STORED DATA:

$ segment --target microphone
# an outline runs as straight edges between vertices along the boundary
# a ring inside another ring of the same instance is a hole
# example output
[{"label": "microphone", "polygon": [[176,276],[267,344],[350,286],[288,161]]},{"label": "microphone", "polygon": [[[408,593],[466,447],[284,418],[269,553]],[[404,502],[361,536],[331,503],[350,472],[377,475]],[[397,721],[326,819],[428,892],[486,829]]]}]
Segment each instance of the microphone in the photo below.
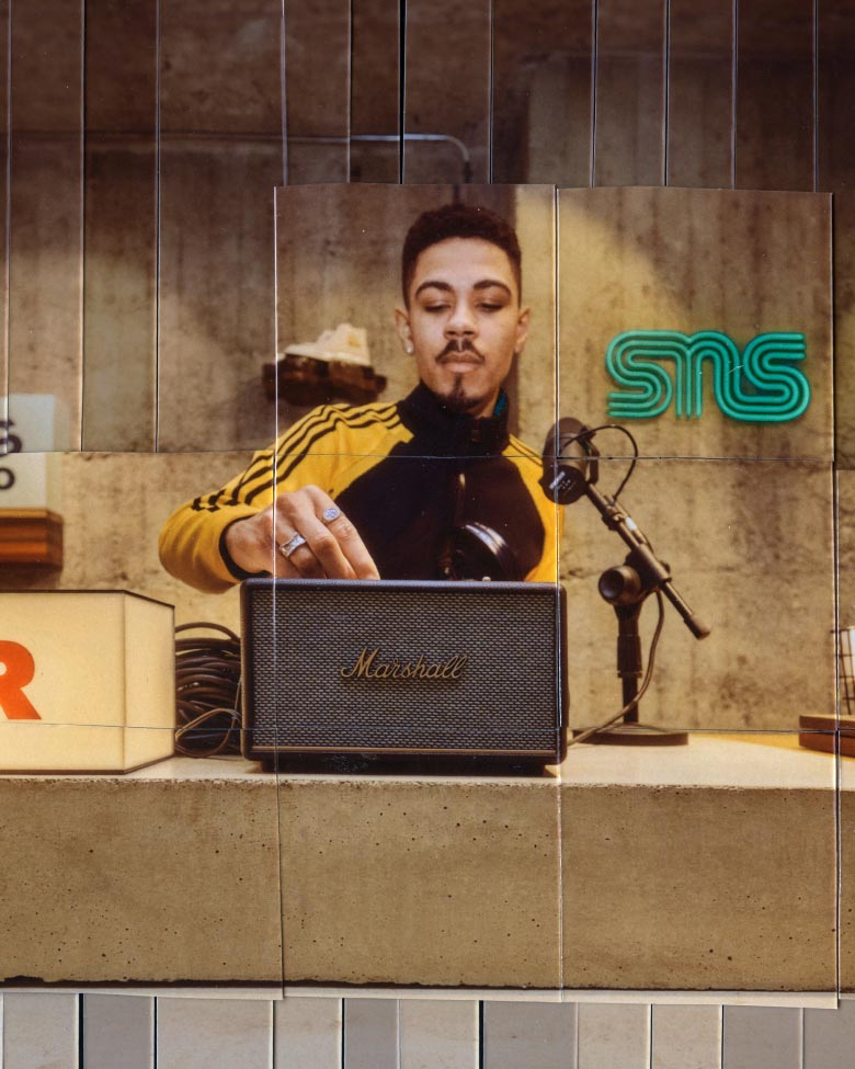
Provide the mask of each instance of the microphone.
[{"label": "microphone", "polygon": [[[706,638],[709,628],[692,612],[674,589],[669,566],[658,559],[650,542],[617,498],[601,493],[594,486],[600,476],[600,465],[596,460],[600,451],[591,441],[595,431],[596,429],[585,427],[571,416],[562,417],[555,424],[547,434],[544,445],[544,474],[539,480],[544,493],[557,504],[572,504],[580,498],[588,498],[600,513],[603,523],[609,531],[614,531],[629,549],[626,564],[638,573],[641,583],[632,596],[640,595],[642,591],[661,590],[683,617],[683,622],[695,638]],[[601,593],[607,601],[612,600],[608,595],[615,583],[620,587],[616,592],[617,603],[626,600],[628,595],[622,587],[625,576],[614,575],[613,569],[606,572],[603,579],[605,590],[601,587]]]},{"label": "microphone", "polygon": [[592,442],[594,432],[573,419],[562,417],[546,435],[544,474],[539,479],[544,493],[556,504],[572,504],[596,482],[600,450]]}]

EXERCISE: Please reproduce the lines above word for word, leaving out the pictures.

WRITTEN RESPONSE:
$ segment --target microphone
# an outline runs as straight edges between vertices along the boundary
# a ring inside another ring of the same instance is a hole
# example output
[{"label": "microphone", "polygon": [[176,276],[267,344],[350,286],[288,161]]},{"label": "microphone", "polygon": [[[408,593],[466,447],[284,418],[269,553]],[[404,502],[361,536],[331,503],[350,472],[377,475]],[[397,721],[326,819],[428,892],[486,829]]]}]
Segment each instance of the microphone in the photo below.
Provide the mask of each instance of the microphone.
[{"label": "microphone", "polygon": [[[706,638],[709,628],[692,612],[674,589],[669,566],[658,559],[650,542],[617,498],[601,493],[594,486],[600,476],[600,465],[596,460],[600,451],[591,441],[595,431],[596,429],[585,427],[571,416],[562,417],[555,424],[547,434],[544,445],[544,474],[539,480],[544,493],[557,504],[572,504],[580,498],[588,498],[600,513],[603,523],[609,531],[614,531],[629,549],[626,564],[638,573],[641,583],[632,596],[640,595],[642,591],[661,590],[683,617],[683,622],[695,638]],[[601,593],[607,601],[612,600],[608,595],[615,583],[620,587],[616,592],[617,603],[626,600],[628,595],[622,587],[625,576],[614,575],[613,569],[606,572],[603,579],[605,590],[601,587]]]},{"label": "microphone", "polygon": [[592,442],[594,432],[573,419],[562,417],[546,435],[544,474],[539,479],[544,493],[556,504],[572,504],[596,482],[600,450]]}]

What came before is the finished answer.